#### [Task]
Rewrite the records below, switching every "field log" to "inspection log" and leaving everything else unchanged.

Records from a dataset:

= = = = =

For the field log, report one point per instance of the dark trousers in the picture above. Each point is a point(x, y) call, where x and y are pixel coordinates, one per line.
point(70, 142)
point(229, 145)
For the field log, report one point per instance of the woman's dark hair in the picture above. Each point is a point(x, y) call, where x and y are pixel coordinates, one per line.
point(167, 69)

= = = = =

#### [Result of this task]
For the inspection log, report one point per instance of the dark trousers in the picture above. Each point is a point(x, y) call, where x and y are pixel coordinates, one per line.
point(70, 142)
point(229, 145)
For the inspection log, report one point per instance of the woman's dark hair in the picture above. Each point is a point(x, y) call, where x and y are pixel coordinates, one per line.
point(167, 69)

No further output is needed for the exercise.